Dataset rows

☆ ☆ ☆

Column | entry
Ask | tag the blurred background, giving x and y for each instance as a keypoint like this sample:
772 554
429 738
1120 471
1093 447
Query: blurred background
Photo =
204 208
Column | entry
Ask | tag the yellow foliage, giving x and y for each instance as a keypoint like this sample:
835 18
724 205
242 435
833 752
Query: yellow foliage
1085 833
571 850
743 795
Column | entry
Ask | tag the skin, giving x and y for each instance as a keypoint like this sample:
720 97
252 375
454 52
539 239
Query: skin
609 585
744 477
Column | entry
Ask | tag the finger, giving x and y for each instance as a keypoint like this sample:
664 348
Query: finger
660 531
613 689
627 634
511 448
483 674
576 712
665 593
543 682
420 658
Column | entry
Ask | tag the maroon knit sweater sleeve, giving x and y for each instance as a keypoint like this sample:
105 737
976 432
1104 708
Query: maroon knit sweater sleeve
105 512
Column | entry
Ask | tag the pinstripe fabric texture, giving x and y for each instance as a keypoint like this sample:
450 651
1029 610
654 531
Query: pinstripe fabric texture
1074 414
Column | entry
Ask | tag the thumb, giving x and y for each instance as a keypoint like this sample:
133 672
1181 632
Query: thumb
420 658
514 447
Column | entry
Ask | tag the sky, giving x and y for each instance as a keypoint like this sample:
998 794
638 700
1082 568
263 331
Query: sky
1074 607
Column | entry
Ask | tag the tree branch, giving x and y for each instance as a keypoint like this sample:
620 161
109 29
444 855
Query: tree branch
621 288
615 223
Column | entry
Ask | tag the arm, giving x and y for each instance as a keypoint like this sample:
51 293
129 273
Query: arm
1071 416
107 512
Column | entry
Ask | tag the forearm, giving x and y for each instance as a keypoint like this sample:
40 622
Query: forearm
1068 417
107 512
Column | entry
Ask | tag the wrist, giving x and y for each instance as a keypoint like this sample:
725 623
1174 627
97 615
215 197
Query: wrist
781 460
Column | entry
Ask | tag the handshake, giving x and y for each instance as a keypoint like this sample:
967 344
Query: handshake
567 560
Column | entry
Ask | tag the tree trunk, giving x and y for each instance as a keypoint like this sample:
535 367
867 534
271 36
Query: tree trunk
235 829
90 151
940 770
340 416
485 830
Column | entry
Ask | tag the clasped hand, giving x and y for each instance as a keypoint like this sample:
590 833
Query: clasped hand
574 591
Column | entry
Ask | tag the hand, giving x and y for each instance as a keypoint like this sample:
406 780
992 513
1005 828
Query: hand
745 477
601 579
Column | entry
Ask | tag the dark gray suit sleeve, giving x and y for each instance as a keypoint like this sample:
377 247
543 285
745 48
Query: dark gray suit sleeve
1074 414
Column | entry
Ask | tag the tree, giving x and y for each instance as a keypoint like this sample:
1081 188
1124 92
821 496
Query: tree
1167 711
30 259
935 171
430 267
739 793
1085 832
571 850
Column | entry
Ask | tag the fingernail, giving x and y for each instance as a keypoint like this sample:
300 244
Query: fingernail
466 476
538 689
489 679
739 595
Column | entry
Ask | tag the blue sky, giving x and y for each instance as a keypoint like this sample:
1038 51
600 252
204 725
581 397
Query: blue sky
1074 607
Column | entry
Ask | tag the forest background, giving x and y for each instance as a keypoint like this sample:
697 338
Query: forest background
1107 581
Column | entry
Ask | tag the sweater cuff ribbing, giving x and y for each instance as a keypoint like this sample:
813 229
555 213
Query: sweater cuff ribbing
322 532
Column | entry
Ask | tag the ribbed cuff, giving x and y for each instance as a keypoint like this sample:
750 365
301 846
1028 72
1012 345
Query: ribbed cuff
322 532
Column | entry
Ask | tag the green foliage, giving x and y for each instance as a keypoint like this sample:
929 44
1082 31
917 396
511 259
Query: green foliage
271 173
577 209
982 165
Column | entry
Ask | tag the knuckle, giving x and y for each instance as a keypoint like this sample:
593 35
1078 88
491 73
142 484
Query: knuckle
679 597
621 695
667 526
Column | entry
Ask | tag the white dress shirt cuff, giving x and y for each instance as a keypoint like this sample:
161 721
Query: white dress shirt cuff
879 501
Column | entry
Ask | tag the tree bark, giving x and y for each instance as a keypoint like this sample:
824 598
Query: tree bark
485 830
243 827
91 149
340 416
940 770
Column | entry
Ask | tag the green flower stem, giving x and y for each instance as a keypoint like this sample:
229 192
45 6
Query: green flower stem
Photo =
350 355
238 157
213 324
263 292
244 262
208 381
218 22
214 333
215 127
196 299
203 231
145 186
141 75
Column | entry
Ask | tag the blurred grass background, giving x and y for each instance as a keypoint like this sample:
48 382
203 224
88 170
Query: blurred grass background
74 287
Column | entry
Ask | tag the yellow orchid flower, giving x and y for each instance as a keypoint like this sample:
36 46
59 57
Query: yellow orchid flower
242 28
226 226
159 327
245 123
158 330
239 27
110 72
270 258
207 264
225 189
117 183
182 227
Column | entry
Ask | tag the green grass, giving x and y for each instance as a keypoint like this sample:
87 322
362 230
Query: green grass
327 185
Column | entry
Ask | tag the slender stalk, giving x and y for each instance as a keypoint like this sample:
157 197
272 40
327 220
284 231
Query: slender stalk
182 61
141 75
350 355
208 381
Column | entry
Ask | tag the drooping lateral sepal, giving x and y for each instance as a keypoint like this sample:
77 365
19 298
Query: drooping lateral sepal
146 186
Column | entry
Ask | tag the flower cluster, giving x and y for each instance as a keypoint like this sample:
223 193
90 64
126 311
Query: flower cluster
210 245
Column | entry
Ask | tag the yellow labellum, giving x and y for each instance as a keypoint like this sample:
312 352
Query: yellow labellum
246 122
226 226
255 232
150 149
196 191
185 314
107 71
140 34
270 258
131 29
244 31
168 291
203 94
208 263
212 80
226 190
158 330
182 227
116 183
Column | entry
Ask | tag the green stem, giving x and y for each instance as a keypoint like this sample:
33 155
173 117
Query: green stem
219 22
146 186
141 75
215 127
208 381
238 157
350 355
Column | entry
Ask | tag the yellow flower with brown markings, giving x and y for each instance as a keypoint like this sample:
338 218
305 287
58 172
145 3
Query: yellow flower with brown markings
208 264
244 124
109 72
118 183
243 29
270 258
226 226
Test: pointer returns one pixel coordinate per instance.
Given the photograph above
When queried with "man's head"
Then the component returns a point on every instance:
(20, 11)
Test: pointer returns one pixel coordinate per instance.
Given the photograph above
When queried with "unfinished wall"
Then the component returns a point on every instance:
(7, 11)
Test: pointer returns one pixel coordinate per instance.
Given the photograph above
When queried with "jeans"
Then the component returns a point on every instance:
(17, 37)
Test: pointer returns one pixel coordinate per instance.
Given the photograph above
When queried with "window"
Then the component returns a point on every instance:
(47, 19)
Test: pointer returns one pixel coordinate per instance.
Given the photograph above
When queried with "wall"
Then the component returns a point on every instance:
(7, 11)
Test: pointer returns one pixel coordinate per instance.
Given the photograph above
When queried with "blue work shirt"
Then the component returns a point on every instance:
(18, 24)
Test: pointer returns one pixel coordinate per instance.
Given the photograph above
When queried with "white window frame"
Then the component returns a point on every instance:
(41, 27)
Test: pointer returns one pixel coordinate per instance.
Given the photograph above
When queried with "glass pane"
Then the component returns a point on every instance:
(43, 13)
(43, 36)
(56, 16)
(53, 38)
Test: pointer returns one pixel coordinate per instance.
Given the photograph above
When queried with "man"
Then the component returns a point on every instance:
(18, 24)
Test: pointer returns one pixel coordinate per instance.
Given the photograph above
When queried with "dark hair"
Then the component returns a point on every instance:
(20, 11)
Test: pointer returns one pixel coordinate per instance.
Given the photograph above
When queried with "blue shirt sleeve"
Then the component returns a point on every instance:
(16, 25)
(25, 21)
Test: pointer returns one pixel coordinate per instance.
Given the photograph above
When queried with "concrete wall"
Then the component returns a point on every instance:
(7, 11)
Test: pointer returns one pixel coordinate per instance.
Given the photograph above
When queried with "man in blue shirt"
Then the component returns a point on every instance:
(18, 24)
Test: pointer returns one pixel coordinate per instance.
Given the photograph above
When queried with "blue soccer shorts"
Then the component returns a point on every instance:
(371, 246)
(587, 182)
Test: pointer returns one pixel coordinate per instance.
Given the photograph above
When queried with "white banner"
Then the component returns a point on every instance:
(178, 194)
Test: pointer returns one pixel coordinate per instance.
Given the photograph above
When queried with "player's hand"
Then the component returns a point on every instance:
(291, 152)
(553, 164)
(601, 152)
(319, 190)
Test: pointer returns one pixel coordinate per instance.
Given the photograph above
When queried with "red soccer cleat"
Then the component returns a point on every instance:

☆ ☆ ☆

TASK BRIEF:
Return every line of the listing above that contains the string "fabric".

RESPONSE TO THE EXERCISE:
Ask | tag the pinstripe fabric texture, giving x and y for each instance as a keypoint like this sample:
Query: pinstripe fabric texture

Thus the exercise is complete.